## Work to do
Locate each line below that contains the string "sign" and copy every such line out in full.

## Input
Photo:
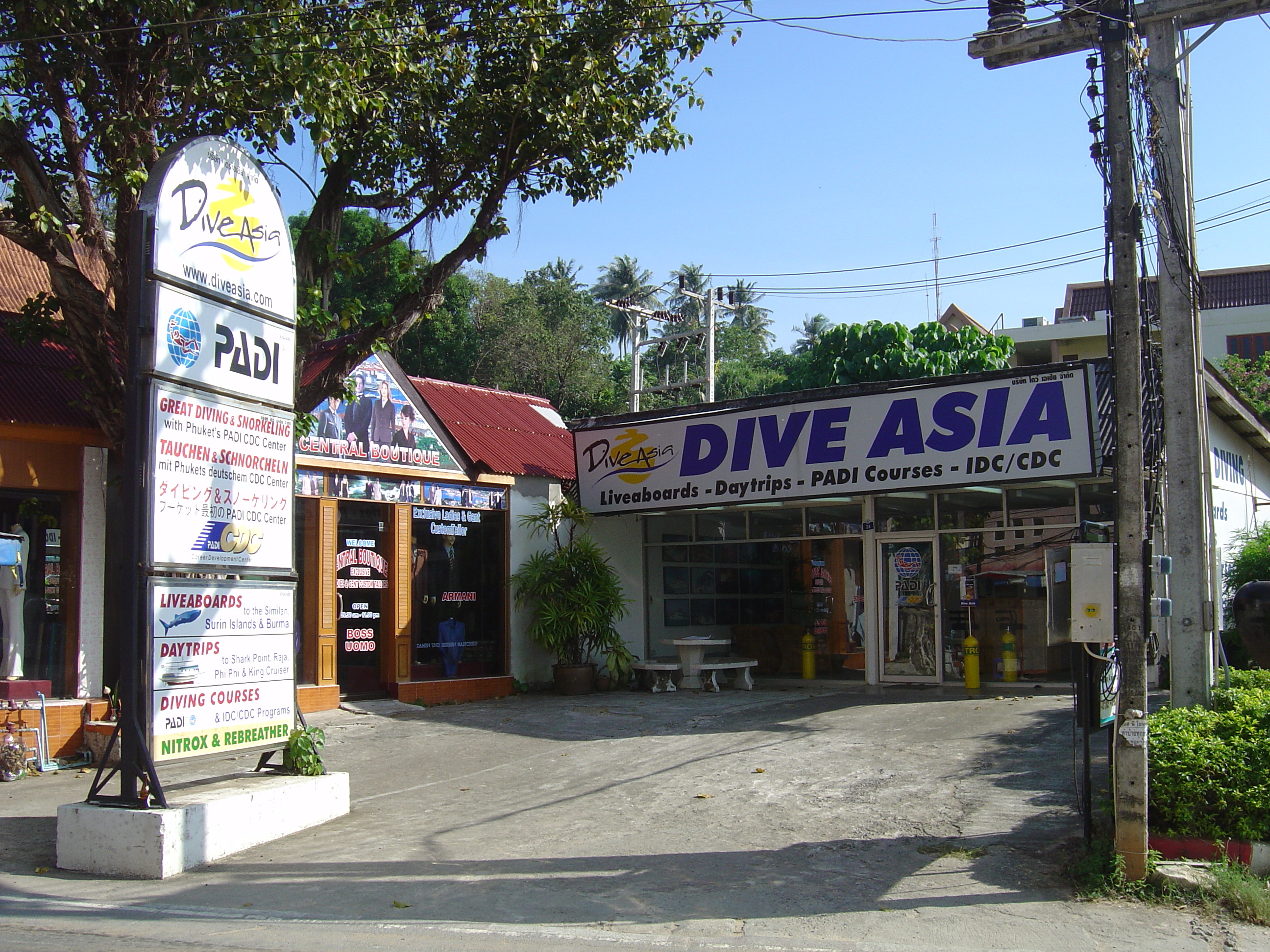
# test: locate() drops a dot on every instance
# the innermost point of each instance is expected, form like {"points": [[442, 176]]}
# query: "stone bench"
{"points": [[710, 667], [663, 668]]}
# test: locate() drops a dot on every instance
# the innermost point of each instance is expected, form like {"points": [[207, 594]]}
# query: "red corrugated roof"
{"points": [[36, 386], [502, 432]]}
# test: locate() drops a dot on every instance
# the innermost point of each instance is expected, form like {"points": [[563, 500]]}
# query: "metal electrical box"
{"points": [[1081, 588]]}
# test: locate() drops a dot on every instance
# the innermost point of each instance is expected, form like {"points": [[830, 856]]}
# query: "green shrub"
{"points": [[1211, 768]]}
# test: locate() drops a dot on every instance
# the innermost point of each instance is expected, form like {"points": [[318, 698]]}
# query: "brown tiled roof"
{"points": [[23, 276], [37, 384], [513, 434], [1230, 287]]}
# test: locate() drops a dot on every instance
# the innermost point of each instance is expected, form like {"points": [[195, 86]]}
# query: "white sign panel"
{"points": [[221, 667], [206, 346], [951, 434], [219, 226], [221, 483]]}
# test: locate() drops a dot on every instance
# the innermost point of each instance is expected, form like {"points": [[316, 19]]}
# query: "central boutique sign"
{"points": [[988, 430]]}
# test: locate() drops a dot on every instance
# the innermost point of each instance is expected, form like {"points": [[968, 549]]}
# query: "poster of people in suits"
{"points": [[376, 422]]}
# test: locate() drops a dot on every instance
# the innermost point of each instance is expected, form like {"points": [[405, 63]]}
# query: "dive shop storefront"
{"points": [[887, 521], [403, 554]]}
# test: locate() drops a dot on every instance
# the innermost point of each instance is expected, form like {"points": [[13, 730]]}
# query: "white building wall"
{"points": [[1241, 476], [1220, 323], [530, 663]]}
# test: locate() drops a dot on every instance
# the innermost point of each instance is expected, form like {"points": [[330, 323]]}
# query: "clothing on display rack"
{"points": [[13, 599]]}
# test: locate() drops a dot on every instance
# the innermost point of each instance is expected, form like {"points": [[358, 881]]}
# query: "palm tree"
{"points": [[810, 333], [624, 278], [748, 315], [691, 277], [561, 271]]}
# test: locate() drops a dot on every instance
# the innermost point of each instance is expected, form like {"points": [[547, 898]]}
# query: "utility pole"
{"points": [[1131, 520], [935, 248], [1191, 649]]}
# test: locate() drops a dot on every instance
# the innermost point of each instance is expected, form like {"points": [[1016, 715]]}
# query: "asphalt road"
{"points": [[799, 816]]}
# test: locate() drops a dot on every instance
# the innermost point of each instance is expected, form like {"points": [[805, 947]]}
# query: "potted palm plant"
{"points": [[574, 595]]}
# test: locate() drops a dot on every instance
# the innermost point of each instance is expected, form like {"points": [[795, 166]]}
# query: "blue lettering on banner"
{"points": [[1029, 427]]}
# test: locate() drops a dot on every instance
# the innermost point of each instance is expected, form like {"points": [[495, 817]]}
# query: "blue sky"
{"points": [[818, 153]]}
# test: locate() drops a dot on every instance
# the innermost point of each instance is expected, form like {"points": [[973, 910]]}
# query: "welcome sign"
{"points": [[1006, 429]]}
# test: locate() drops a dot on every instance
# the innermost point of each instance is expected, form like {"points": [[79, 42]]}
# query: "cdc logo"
{"points": [[908, 563], [185, 338]]}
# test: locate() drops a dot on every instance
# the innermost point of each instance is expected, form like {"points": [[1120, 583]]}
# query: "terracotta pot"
{"points": [[574, 678]]}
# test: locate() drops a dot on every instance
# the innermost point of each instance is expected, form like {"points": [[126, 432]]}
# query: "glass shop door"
{"points": [[910, 603]]}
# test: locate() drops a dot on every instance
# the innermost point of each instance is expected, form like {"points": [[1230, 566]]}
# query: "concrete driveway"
{"points": [[798, 816]]}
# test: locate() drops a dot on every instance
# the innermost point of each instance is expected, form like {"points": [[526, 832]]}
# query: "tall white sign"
{"points": [[220, 229], [205, 344], [1007, 429], [221, 489], [221, 666]]}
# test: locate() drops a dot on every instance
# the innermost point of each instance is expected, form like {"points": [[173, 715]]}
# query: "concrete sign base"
{"points": [[201, 824]]}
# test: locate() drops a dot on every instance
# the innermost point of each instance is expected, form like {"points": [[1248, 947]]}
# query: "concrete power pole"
{"points": [[1191, 644], [1131, 518]]}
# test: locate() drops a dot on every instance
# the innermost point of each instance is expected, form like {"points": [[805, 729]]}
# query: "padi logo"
{"points": [[228, 537], [185, 338], [908, 563], [628, 457]]}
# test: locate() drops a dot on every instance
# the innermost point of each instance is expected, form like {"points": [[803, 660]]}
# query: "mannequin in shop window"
{"points": [[13, 599]]}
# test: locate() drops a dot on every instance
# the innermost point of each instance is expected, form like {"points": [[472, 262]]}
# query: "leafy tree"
{"points": [[750, 315], [1251, 379], [880, 352], [810, 332], [623, 278], [425, 112]]}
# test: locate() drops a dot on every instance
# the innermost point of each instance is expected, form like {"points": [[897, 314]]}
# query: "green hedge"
{"points": [[1211, 768]]}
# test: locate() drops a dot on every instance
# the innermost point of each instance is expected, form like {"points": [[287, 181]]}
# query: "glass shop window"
{"points": [[775, 524], [459, 578], [904, 512], [35, 615], [1042, 504], [718, 527], [972, 509], [670, 528], [835, 520]]}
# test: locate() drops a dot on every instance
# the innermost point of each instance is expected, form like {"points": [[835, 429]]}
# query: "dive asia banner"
{"points": [[221, 483], [949, 434], [221, 667]]}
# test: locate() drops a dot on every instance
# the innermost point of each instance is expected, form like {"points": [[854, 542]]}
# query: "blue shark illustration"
{"points": [[183, 619]]}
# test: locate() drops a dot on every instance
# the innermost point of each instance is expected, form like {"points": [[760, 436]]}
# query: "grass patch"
{"points": [[952, 848], [1098, 874]]}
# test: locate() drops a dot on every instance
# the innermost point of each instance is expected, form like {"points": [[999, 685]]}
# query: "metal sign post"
{"points": [[206, 664]]}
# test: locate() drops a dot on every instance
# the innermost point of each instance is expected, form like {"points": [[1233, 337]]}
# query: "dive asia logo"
{"points": [[228, 537], [629, 457]]}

## Expected answer
# query: "white sign panel"
# query: "central boutique sign"
# query: "welcome sign"
# query: "tall white sign"
# query: "concrete sign base"
# query: "metal sign post"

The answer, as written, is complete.